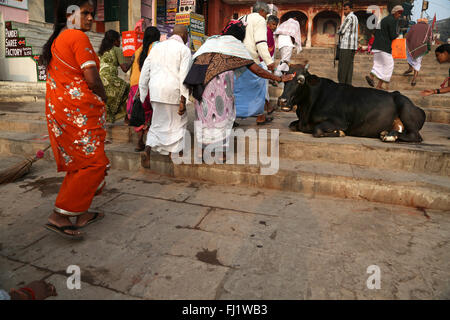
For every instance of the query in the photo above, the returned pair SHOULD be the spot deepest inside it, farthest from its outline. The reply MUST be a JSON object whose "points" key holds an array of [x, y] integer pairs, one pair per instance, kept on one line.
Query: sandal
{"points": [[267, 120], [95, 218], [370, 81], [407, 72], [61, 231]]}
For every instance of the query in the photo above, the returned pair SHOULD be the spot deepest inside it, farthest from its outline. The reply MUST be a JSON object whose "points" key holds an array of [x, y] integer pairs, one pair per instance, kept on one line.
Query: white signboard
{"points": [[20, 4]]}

---

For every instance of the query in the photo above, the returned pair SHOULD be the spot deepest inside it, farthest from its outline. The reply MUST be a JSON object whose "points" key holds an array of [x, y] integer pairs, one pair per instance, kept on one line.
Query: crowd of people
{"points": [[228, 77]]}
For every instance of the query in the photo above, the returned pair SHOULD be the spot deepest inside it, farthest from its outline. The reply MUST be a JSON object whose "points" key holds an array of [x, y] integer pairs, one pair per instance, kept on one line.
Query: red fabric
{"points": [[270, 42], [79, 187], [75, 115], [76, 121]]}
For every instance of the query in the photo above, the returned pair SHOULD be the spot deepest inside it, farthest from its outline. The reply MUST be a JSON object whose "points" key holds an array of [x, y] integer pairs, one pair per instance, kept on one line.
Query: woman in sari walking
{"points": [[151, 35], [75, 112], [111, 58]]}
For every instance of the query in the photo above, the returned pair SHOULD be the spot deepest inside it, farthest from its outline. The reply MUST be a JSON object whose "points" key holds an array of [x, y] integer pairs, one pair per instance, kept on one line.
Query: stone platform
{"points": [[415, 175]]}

---

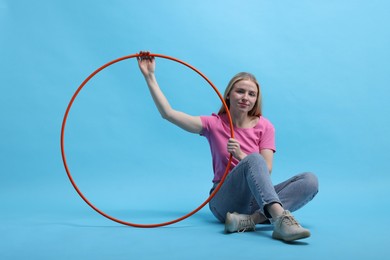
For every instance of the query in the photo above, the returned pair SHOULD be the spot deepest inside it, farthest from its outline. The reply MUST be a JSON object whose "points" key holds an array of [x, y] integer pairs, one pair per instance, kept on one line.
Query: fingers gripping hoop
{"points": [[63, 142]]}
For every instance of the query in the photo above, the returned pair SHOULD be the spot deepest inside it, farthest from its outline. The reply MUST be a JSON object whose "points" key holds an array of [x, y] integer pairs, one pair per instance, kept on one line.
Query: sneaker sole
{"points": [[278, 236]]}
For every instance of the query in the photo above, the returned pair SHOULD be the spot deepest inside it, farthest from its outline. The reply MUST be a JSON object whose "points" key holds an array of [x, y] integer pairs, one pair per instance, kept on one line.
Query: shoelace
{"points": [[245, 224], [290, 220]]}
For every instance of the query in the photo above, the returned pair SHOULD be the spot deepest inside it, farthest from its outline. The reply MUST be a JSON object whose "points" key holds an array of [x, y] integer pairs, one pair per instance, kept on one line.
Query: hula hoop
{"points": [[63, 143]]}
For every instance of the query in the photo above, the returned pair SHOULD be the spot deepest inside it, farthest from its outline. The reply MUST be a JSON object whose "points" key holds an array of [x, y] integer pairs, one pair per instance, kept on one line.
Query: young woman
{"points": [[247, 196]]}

Challenge
Count the lines in the entries above that contain the string "woman", and give only the number.

Exercise answer
2